◆ PROBLEM DESCRIPTION:
Rewrite the lines from the one containing "Q: Where does the tall tree" through the one containing "[77,123,131,171]", swapping "pasture" for "paddock" and keeping everything else the same.

◆ DATA FOR THE TASK:
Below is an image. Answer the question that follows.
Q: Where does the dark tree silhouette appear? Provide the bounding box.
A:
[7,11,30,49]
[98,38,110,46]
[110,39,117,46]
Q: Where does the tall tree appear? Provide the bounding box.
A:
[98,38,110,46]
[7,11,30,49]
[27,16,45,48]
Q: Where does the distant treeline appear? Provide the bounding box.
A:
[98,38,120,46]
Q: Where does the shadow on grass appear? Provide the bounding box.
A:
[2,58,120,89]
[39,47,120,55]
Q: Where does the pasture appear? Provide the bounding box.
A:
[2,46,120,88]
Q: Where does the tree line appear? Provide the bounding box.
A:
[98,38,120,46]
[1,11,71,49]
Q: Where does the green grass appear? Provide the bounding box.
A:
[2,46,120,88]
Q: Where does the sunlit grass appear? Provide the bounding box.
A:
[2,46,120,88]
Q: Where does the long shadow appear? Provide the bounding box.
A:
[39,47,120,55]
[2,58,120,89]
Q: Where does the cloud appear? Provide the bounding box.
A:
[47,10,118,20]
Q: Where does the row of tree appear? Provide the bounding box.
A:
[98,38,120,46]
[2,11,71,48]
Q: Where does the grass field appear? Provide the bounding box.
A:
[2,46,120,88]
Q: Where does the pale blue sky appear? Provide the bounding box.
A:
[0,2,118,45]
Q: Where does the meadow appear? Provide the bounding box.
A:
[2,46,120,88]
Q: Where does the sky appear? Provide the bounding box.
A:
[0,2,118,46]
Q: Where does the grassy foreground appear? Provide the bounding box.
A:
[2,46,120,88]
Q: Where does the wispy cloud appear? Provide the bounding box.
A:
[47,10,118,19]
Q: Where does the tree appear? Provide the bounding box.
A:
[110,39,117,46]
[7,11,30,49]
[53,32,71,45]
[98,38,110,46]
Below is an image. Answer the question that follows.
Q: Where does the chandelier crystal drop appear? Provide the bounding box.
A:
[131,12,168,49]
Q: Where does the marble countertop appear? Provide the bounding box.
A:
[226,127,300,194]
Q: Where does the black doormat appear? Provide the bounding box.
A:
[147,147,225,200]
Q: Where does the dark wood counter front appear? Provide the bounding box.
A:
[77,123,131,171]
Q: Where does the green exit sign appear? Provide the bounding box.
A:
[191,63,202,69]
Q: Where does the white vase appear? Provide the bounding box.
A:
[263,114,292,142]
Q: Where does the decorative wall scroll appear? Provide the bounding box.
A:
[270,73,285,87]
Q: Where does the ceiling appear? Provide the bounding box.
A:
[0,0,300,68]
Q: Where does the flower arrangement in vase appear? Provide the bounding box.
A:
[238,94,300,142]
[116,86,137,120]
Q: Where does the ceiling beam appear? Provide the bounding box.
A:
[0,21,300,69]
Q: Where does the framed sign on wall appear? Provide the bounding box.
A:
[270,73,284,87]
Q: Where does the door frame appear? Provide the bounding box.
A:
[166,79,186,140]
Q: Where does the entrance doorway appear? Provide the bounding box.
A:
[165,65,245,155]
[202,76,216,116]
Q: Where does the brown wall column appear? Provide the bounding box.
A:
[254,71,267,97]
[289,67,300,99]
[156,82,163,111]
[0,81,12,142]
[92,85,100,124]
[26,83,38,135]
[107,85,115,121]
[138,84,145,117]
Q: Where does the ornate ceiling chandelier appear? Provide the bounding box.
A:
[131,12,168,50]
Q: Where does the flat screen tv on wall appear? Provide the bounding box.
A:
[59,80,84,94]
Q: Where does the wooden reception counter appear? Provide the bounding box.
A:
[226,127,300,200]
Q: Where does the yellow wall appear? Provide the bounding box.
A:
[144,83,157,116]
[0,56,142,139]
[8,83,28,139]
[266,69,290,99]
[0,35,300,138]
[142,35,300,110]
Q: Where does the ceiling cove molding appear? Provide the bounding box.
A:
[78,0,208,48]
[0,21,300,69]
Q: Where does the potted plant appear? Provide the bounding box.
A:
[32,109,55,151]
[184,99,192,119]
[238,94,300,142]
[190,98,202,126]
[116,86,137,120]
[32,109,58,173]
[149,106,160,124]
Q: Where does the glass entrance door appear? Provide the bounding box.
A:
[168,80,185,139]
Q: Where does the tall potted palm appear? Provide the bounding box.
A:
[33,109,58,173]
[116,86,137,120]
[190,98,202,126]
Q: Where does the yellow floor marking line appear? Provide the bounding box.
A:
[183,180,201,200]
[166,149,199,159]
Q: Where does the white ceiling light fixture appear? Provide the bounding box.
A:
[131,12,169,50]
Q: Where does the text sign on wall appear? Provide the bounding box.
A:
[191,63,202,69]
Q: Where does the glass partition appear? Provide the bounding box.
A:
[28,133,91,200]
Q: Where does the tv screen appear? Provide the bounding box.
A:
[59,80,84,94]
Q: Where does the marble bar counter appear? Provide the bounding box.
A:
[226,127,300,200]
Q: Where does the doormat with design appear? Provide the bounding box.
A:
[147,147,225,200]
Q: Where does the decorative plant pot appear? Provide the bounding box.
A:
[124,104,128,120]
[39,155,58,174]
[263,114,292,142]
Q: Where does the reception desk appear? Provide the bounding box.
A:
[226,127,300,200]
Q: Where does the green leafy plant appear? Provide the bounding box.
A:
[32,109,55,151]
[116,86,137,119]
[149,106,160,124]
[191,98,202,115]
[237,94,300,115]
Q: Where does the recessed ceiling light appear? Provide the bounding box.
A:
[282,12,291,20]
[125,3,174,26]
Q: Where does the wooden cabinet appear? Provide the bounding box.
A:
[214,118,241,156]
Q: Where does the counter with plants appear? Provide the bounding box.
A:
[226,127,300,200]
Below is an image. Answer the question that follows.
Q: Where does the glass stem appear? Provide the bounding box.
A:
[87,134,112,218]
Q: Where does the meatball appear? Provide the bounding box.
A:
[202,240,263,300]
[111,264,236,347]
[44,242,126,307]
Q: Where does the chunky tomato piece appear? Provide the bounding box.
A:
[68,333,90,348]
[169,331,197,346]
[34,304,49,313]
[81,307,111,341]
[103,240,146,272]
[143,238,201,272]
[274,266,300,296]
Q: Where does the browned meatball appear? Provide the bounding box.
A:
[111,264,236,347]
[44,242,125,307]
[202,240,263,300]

◆ REPLY TO THE TASK:
Q: Where does the tall tree appear? Provide the bounding box.
A:
[98,38,110,46]
[7,11,30,49]
[27,16,45,48]
Q: Where does the distant treeline appear? Provide the bounding box.
A:
[98,38,120,46]
Q: Where does the shadow on grass appear? Provide the bounding box.
A:
[2,58,120,89]
[39,47,120,55]
Q: Where does the paddock appear? Provide the bounding box.
A:
[2,46,120,88]
Q: Where does the tree line appear? Provide the bounding box.
A:
[98,38,120,46]
[1,11,71,49]
Q: Where does the green grass appear? Provide the bounding box.
A:
[2,46,120,88]
Q: Where does the sunlit grass appear? Provide the bounding box.
A:
[2,46,120,88]
Q: Where does the long shadow appear? Provide the bounding box.
A:
[39,47,120,55]
[2,58,120,89]
Q: Where does the cloud appear? Provide the bounding box.
A:
[47,10,118,20]
Q: Where does the row of tree appear? Provide the bounding box.
A:
[98,38,120,46]
[2,11,71,48]
Q: Where does the grass field appear? Provide the bounding box.
A:
[2,46,120,88]
Q: Where does the pale blue sky appear? Provide the bounding box.
A:
[0,2,118,45]
Q: Where does the meadow appear? Provide the bounding box.
A:
[2,46,120,88]
Q: Where does the sky appear? Provide the bounding box.
A:
[0,2,118,46]
Q: Where does the grassy foreground appear? Provide the bounding box.
A:
[2,46,120,88]
Q: Where does the wispy cloud appear? Provide the bounding box.
A:
[47,10,118,19]
Q: Where does the tree appear? Provide the bounding box.
A:
[110,39,117,46]
[7,11,30,49]
[53,32,71,45]
[98,38,110,46]
Below is an image. Answer the question that follows.
Q: Where does the chandelier crystal drop appear? Provide the bounding box.
A:
[131,12,168,49]
Q: Where does the marble countertop appear? Provide the bounding box.
A:
[226,127,300,194]
Q: Where does the black doormat appear? Provide the bounding box.
A:
[147,147,225,200]
Q: Where does the dark wood counter front appear? Provide the bounding box.
A:
[77,123,131,171]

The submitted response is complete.